Start of Data for processing

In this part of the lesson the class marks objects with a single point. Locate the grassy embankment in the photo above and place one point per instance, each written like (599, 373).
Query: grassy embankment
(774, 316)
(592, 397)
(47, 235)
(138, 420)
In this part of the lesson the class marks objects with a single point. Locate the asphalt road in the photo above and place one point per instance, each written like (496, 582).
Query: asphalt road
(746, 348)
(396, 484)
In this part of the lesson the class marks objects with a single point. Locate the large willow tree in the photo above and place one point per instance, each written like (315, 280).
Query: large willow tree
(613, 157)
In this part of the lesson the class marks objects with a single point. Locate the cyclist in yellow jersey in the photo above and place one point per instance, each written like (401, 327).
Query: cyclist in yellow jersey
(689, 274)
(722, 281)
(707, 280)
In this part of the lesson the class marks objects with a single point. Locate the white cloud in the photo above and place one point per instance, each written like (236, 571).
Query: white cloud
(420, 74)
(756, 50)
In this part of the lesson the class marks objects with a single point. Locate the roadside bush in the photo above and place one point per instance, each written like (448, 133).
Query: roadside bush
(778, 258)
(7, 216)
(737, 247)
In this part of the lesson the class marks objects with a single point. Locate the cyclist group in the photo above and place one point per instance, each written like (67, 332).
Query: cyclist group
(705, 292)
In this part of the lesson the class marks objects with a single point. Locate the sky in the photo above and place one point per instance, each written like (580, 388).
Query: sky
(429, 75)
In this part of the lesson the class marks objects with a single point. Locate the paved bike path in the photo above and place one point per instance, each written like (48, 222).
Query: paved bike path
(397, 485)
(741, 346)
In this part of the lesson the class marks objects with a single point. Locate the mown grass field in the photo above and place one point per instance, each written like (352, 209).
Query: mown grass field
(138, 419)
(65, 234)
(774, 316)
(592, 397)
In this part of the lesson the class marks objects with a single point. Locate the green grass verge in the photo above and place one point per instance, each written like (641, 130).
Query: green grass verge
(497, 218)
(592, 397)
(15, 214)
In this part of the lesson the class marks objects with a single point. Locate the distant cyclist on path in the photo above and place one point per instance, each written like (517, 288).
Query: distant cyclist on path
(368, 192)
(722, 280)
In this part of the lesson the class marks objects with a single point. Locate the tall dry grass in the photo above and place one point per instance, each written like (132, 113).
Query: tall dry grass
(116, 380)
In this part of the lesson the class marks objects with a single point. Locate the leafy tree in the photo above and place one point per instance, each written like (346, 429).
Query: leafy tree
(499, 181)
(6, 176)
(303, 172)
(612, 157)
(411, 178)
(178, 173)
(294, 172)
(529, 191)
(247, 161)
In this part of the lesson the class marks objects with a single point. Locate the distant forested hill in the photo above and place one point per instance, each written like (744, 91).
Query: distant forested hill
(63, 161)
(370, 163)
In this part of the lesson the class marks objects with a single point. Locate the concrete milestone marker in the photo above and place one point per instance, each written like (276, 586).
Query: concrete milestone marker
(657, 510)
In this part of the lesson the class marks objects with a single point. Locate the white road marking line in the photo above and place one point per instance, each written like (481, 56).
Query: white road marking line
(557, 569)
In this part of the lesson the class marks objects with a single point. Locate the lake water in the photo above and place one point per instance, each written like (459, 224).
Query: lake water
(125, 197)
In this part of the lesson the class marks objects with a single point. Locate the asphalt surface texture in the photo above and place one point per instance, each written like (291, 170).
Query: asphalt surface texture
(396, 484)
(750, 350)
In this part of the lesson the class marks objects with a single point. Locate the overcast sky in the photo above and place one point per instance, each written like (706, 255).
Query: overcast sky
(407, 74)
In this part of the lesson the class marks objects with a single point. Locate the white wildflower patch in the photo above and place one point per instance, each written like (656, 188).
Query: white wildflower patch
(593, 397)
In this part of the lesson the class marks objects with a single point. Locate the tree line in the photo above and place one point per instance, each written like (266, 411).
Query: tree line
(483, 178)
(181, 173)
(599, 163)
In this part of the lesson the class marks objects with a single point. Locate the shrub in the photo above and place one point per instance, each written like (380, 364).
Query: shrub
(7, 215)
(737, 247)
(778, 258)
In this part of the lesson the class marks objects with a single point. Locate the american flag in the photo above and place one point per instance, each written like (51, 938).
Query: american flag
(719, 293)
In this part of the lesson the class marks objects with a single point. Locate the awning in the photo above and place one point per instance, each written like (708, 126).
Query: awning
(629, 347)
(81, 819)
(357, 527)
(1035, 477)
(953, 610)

End of Data for processing

Stated problem ▸
Quote only the lines from the one containing "like (459, 224)." through the final line of the records, with both ends included.

Task response ▸
In this part of the lesson the class marks objects with a single point. Locate the lake water in the photo above and place one point per instance, each written like (459, 224).
Query: lake water
(125, 197)
In this part of the lesson the class marks objects with a single point. Locate the asphalt surface texture in the photo above and place one point per instance, each written like (291, 170).
Query: asphalt surface texture
(396, 484)
(750, 350)
In this part of the lesson the class marks objects with a single point. Locate the overcast sky in the photo above and place one point per instance, each written like (706, 255).
Query: overcast sky
(407, 74)
In this part of the lesson the class marks objects with a single point. Locate the white wildflower patch in the photo above and place one point per instance, each written like (656, 188).
Query: white wildflower patch
(593, 397)
In this part of the lesson the class marks objects with a single point. Locate the tree line in the photo above and place one point per instance, each written like (266, 411).
Query: tree line
(483, 178)
(181, 173)
(599, 163)
In this part of the lesson the class marks objects with a single point. Locate the shrub in the photo above and place one point per instance, each written like (380, 364).
Query: shrub
(7, 215)
(737, 247)
(778, 258)
In this part of the lesson the class marks objects with a single point. Locate the american flag in the photo above and place one point per instance, each written like (51, 938).
Query: american flag
(719, 293)
In this part of the lesson the class marks objects with a single point. Locate the awning in the photo above and place one point per instance, each written like (708, 126).
Query: awning
(629, 347)
(81, 819)
(357, 527)
(1035, 477)
(953, 610)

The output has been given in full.